**TASK DIRECTIONS**
Please print out every line of the material, unchanged.

[[ DATA TO PROCESS open ]]

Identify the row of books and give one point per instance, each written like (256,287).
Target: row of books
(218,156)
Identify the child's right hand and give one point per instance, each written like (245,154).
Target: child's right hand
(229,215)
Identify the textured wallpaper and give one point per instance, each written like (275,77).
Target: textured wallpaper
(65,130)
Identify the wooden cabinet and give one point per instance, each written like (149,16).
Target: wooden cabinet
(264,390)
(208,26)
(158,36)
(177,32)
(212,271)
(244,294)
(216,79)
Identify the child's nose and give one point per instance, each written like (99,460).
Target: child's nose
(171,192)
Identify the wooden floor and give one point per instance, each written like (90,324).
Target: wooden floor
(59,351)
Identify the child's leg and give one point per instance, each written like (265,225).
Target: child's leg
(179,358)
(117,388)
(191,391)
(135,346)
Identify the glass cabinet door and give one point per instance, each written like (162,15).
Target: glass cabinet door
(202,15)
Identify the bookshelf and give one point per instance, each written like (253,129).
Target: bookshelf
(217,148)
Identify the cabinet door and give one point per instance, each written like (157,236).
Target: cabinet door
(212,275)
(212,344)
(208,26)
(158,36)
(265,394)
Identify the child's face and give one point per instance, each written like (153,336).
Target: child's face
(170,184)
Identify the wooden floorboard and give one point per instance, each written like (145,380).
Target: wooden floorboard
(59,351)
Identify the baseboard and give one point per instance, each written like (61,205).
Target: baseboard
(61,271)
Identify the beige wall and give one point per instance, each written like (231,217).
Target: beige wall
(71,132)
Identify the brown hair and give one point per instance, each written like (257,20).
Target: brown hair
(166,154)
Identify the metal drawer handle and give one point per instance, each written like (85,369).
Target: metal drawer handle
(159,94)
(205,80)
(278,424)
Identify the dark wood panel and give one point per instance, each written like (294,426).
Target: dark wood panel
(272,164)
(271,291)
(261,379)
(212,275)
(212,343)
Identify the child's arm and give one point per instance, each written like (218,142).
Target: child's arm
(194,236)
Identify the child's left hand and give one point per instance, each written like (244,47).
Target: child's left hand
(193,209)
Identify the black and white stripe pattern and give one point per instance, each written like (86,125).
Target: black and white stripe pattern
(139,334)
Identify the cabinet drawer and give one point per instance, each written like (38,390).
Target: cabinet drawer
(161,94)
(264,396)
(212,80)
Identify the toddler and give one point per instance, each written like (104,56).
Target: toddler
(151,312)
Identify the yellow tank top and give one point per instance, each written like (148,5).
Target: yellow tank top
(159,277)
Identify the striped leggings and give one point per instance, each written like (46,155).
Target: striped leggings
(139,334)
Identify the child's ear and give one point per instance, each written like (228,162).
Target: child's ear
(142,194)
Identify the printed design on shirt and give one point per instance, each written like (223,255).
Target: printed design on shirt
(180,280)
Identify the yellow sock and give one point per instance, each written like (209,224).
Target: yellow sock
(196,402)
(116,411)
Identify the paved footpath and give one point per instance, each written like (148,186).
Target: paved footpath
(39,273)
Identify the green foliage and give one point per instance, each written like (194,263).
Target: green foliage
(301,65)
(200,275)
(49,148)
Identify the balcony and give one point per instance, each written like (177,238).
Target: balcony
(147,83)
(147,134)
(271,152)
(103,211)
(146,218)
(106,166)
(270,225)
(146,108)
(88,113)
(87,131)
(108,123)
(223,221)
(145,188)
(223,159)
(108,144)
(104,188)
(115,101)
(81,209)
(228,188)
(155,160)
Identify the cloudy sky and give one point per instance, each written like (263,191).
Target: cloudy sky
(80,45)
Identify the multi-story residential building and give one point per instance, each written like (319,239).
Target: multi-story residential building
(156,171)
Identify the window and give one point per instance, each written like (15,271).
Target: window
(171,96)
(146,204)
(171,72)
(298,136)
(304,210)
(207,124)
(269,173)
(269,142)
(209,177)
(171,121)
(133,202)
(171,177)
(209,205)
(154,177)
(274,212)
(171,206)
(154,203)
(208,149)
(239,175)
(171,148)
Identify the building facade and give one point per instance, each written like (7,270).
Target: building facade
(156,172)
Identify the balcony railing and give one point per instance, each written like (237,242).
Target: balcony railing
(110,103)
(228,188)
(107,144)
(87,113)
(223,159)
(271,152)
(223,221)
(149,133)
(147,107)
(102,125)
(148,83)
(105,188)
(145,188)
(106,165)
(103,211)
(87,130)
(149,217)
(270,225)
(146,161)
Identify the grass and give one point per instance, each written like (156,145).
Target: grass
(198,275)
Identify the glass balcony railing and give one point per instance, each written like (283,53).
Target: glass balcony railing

[[ DATA TO PROCESS closed ]]

**SOLUTION TO THIS PROBLEM**
Identify the row of books and give one point per instance, each written like (256,287).
Target: row of books
(218,156)
Identify the child's right hand and give one point per instance, each written like (245,154).
Target: child's right hand
(229,215)
Identify the textured wallpaper and give one point per instance, each written like (275,77).
Target: textured wallpaper
(65,130)
Identify the wooden cabinet and give one point per instance, each written like (149,16).
Target: wooden cabinet
(264,390)
(208,26)
(158,36)
(177,32)
(212,271)
(244,294)
(216,79)
Identify the child's nose and give one point per instance, each written like (99,460).
Target: child's nose
(171,192)
Identify the wooden floor and give one point per instance, each written like (90,324).
Target: wooden floor
(59,351)
Identify the child's leg and give one point per instance, each written like (265,225).
Target: child's leg
(179,358)
(117,388)
(191,391)
(135,346)
Identify the glass cabinet door and give one point per instance, each written like (162,15).
Target: glass cabinet door
(202,15)
Identify the bookshelf and give one point per instance, each written like (253,129).
Target: bookshelf
(217,148)
Identify the cabinet door and give one point per instance, each written like (157,236).
Target: cabinet door
(212,275)
(212,344)
(208,26)
(158,36)
(265,394)
Identify the child's face and give one point per instance, each written like (153,336).
Target: child's face
(170,184)
Identify the wooden floorboard and give one point per instance, each written like (145,380).
Target: wooden floorboard
(59,351)
Identify the baseboard and give one point per instance, each written like (61,205).
Target: baseboard
(61,271)
Identify the beige wall and give one point per instance, each written like (231,217).
Target: beige wall
(71,132)
Identify the brown hair and give one point per instance, each written like (257,20).
Target: brown hair
(166,154)
Identify the metal drawer handle and give one point per instance, each written like (85,369).
Target: metal drawer handle
(159,94)
(205,80)
(278,424)
Identify the dark wood panel and give one point per instance, each written like (294,426).
Target: dark wood panel
(272,164)
(271,291)
(261,379)
(212,275)
(212,343)
Identify the child's arm and give one point per instance, each written like (218,142).
Target: child's arm
(194,236)
Identify the child's left hand and give one point per instance, each written like (244,47).
Target: child's left hand
(193,209)
Identify the black and white stripe pattern and give one point per instance, each written like (86,125).
Target: black and white stripe pattern
(139,334)
Identify the cabinet drawer and give one point per instance, each written like (38,390).
Target: cabinet drawer
(161,94)
(264,396)
(212,80)
Identify the toddler and give one point per instance, each written like (104,56).
Target: toddler
(151,312)
Identify the yellow tank top and give one point per instance, each written like (148,5).
Target: yellow tank top
(159,277)
Identify the striped leggings and give one point per instance, each written like (46,155).
Target: striped leggings
(139,334)
Identify the child's ear and give one point per instance, each written like (228,162).
Target: child's ear
(142,194)
Identify the printed design on shirt and give one point per instance, each written like (223,255).
Target: printed design on shirt
(180,280)
Identify the yellow sock and give one point per instance, each written like (209,224).
Target: yellow sock
(196,402)
(116,411)
Identify the paved footpath and give one point per instance, each written like (148,186).
Target: paved footpath
(39,273)
Identify the green foliage and give one point per instance, each written like (194,263).
Target: green foliage
(301,65)
(200,275)
(49,148)
Identify the balcony and give one point per instance, each written like (177,238).
Target: balcony
(147,83)
(147,134)
(271,152)
(103,211)
(146,218)
(106,166)
(270,225)
(146,108)
(88,113)
(87,131)
(108,123)
(223,221)
(145,188)
(223,159)
(108,144)
(104,188)
(115,101)
(81,209)
(228,188)
(155,160)
Identify the cloudy sky and give one point per instance, each written like (263,191).
Target: cloudy sky
(80,45)
Identify the multi-story residential building and give one point per instance, each written like (319,239).
Target: multi-story residential building
(156,171)
Identify the window and give one point per instance, each written like (15,271).
Target: window
(171,96)
(146,204)
(171,72)
(298,136)
(304,210)
(207,124)
(269,173)
(269,142)
(209,177)
(171,121)
(133,202)
(171,177)
(209,205)
(154,177)
(274,212)
(171,206)
(154,203)
(208,149)
(239,175)
(171,148)
Identify the building facade and give one point per instance, each written like (7,270).
Target: building facade
(156,172)
Identify the balcony railing and give one point per instance, each written like (237,242).
Target: balcony railing
(110,103)
(228,188)
(107,144)
(87,113)
(223,159)
(271,152)
(223,221)
(149,133)
(147,107)
(102,125)
(148,83)
(105,188)
(145,188)
(106,165)
(103,211)
(87,130)
(149,217)
(270,225)
(146,161)
Identify the grass and give one point per instance, each written like (156,145).
Target: grass
(198,275)
Identify the glass balcony railing and give one point per instance, each written like (283,53).
Target: glass balcony railing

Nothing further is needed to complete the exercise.